◆ **Directions for this task**: List each line of the entries below that contains the string "query", copying every such line in full.

◆ **Data provided**:
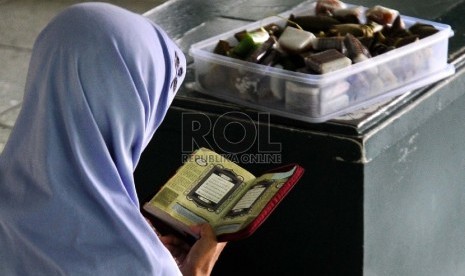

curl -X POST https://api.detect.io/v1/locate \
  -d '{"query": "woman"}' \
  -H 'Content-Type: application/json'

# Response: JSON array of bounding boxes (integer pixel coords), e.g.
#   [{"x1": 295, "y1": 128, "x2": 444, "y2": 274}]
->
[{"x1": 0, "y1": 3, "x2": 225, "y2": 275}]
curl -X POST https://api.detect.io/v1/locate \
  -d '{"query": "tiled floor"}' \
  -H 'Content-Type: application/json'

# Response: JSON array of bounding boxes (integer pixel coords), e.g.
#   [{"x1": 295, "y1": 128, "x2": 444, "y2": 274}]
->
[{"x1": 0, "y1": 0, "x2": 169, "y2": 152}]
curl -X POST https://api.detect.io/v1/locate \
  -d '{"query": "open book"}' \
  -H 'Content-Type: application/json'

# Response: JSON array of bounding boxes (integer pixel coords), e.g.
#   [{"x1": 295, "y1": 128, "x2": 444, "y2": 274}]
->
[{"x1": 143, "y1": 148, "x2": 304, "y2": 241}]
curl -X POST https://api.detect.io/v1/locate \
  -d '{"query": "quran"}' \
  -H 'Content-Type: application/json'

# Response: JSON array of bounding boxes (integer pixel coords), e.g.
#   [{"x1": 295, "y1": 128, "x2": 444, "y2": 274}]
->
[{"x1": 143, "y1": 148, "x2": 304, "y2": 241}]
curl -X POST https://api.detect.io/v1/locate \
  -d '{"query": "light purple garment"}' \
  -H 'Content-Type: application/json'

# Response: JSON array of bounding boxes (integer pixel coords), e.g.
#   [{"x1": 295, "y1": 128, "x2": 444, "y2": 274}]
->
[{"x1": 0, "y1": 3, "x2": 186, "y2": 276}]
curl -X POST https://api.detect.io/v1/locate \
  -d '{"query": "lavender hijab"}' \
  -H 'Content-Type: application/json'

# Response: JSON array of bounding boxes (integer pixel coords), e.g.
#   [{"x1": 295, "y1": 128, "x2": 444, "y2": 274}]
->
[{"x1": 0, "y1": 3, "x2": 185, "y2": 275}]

◆ **Written solution**:
  -d '{"query": "woman"}' \
  -d '{"query": "tiled floor"}' \
  -d '{"query": "open book"}' \
  -d '{"query": "quran"}' \
  -d '{"query": "light purple garment"}' \
  -d '{"query": "lavender hijab"}' \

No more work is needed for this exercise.